Ce texte va-t-il redonner espoir aux éleveurs, victimes du désamour de leur environnement ? Va-t-il pousser les jeunes à s’engager dans l’avenir ? Dans trois ans, les jeunes des zones d’élevage du Massif central considèreront-ils qu’il aura répondu à leurs problèmes ? Permettez-moi d’être moins optimiste que vous, chers collègues siégeant sur les travées de gauche de cet hémicycle.
Certes, ce projet de loi comporte quelques avancées. C’est le cas pour ce qui concerne le loup, et j’en félicite et en remercie M. le rapporteur. N’oublions pas pourtant que quatre cents loups vivent en France, et que leur nombre augmente de 22 % par an. Il faudrait en tuer quatre-vingt-huit pour que leur population ne progresse plus. Il ne me semble pas que nous soyons déjà parvenus à cet objectif !
J’espère que la commission mixte paritaire maintiendra les dispositions que nous avons votées concernant les lycées agricoles.
J’ai déjà évoqué le défrichement, les baux environnementaux et les tribunaux paritaires.
Quant aux chambres d’agriculture, j’ai retrouvé le chiffre, elles bénéficieront de 135 millions d’euros en moins cette année !
M. Gérard Bailly. Vous affirmez que l’on fera mieux que les années précédentes, monsieur le rapporteur, mais je ne vois pas comment : ma région perdra 175 millions d’euros en 2015, 350 millions d’euros en 2016 et 525 millions d’euros en 2017 !
Mme la présidente. Je vous prie de conclure, monsieur Bailly !
M. Gérard Bailly. Je ne crois pas que le présent texte satisfera les attentes de nos agriculteurs, et principalement des jeunes. J’avais envisagé de m’abstenir, mais j’ai finalement décidé de voter contre, tant je ne vois pas, après toutes ces discussions, de raison d’espérer pour l’agriculture de demain. (M. le rapporteur applaudit.)
Mme la présidente. La parole est à M. André Gattolin.
M. André Gattolin. Madame la présidente, monsieur le ministre, mes chers collègues, ne boudons pas notre bonheur : ce projet de loi est important ; il est fondateur par son esprit et par les grandes orientations qu’il porte.
+-------+
* **Consigne 1**
Présentez en tableau Markdown les lignes des enregistrements, depuis le début jusqu'à la ligne contenant « (916, 1062) » incluse, avec une colonne « Numéro » et une colonne « Ligne ». Omettez les lignes vides.
+-------+
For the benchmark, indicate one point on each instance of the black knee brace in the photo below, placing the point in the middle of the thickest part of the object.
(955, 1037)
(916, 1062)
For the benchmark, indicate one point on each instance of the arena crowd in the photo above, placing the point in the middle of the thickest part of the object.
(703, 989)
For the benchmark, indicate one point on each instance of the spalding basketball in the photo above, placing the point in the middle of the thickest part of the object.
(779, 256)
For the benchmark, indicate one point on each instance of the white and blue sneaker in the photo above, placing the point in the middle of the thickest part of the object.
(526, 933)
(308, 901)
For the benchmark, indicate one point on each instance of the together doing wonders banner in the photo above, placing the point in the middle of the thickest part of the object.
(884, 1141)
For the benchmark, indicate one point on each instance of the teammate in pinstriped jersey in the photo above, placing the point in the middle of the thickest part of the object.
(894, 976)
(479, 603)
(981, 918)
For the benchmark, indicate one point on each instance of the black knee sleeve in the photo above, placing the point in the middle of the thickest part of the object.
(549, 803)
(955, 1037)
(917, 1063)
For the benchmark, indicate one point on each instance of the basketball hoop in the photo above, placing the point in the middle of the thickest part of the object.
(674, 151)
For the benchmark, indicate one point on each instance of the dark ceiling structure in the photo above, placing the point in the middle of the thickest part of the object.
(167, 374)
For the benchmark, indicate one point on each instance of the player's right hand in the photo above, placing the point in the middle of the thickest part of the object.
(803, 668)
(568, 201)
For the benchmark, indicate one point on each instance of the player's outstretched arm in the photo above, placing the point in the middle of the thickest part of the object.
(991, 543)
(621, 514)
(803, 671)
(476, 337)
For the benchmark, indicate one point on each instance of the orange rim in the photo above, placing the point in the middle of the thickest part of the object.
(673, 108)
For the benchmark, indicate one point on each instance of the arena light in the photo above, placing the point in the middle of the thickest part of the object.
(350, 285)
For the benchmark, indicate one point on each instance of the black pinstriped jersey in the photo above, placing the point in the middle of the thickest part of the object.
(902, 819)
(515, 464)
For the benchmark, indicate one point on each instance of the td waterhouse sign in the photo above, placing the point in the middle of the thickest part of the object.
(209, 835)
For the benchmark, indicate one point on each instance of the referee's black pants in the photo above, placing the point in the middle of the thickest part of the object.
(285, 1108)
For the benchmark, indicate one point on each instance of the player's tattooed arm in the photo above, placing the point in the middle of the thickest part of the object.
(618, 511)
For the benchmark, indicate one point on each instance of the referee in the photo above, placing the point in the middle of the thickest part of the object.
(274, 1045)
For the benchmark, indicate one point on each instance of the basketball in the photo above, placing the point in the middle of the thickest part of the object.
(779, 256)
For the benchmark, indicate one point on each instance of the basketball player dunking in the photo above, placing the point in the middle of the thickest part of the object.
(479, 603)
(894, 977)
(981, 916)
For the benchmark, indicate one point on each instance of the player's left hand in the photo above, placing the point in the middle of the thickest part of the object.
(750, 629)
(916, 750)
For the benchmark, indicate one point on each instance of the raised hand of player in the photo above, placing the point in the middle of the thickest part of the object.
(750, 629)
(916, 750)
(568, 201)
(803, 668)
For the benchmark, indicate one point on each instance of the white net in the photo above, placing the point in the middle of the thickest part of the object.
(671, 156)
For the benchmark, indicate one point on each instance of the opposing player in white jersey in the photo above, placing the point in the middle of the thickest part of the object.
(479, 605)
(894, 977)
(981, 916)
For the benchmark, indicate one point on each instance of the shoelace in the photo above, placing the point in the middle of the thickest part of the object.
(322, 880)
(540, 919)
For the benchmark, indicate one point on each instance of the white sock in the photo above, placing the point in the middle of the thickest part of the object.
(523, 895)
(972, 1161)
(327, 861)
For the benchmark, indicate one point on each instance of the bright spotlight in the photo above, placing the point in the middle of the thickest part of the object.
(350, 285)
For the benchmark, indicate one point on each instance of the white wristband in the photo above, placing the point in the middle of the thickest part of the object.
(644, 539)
+-------+
* **Consigne 2**
Veuillez restituer tel quel le passage de l'extrait allant de « J’espère que la » jusqu'à « les tribunaux paritaires. » inclus.

* **Réponse rédigée 1**
| Numéro | Ligne |
|---|---|
| 1 | For the benchmark, indicate one point on each instance of the black knee brace in the photo below, placing the point in the middle of the thickest part of the object. |
| 2 | (955, 1037) |
| 3 | (916, 1062) |

* **Réponse rédigée 2**
J’espère que la commission mixte paritaire maintiendra les dispositions que nous avons votées concernant les lycées agricoles.
J’ai déjà évoqué le défrichement, les baux environnementaux et les tribunaux paritaires.